→ **Short exercise**: Copy out the records below, changing every "drop a point" to "place a marker" and leaving everything else the same.

[Items from a data source]
========

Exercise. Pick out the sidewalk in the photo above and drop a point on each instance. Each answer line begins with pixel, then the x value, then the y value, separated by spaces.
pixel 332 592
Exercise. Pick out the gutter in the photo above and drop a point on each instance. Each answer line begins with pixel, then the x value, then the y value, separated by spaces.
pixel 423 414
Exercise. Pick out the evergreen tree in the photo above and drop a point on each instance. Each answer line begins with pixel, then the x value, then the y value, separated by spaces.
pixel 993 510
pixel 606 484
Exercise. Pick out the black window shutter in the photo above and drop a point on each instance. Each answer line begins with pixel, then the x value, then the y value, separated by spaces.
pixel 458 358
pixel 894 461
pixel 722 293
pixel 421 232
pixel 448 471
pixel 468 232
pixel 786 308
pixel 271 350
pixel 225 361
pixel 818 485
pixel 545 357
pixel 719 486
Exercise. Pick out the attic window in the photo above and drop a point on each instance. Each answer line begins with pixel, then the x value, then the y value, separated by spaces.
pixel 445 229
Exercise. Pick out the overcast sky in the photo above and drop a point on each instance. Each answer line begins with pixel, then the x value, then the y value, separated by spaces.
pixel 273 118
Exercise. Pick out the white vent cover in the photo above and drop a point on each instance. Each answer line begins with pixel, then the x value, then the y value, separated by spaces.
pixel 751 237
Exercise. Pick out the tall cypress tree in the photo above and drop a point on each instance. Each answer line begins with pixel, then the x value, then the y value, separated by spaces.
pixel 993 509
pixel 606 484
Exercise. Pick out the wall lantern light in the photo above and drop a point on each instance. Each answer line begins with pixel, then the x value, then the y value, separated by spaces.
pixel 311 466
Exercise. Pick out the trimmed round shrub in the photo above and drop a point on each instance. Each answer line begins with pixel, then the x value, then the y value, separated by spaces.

========

→ **Final answer**:
Exercise. Pick out the sidewalk in the photo above and place a marker on each instance. Each answer line begins with pixel, then the x value, then the y value, separated by spaces.
pixel 332 592
Exercise. Pick out the gutter in the photo above and place a marker on each instance. Each answer line begins with pixel, then the x value, then the y value, separated by spaces.
pixel 423 414
Exercise. Pick out the evergreen tree in the photo above and place a marker on each instance. Each answer line begins with pixel, then the x value, then the y value, separated by spaces.
pixel 993 510
pixel 606 484
Exercise. Pick out the black window shutter in the photo above and place a marker on each instance. Each answer line begins with pixel, then the x value, then the y value, separated by spaces.
pixel 458 358
pixel 894 461
pixel 722 293
pixel 421 232
pixel 448 471
pixel 468 232
pixel 786 308
pixel 271 350
pixel 225 361
pixel 818 485
pixel 545 357
pixel 719 486
Exercise. Pick out the attic window in the photo above and place a marker on each instance. Each answer line begins with pixel, then the x value, then the y value, separated by spaces.
pixel 445 229
Exercise. Pick out the overcast sky in the photo above and place a marker on each instance. Each answer line begins with pixel, then the x value, then the y value, separated by spaces.
pixel 273 118
Exercise. Pick out the white vent cover in the photo above and place a marker on each instance. Each answer line begins with pixel, then the x value, then the y value, separated by spaces.
pixel 751 237
Exercise. Pick out the tall cypress tree in the photo above and place a marker on each instance. Each answer line begins with pixel, then the x value, then the y value, separated by spaces.
pixel 993 509
pixel 606 484
Exercise. Pick out the wall lantern light in the photo above and place a marker on each instance. Each answer line begins with pixel, then the x value, then the y value, separated by spaces.
pixel 311 466
Exercise. Pick out the trimmed round shrub in the photo above and place a marker on each instance. Each answer line begins with pixel, then the x value, then the y value, separated by spaces.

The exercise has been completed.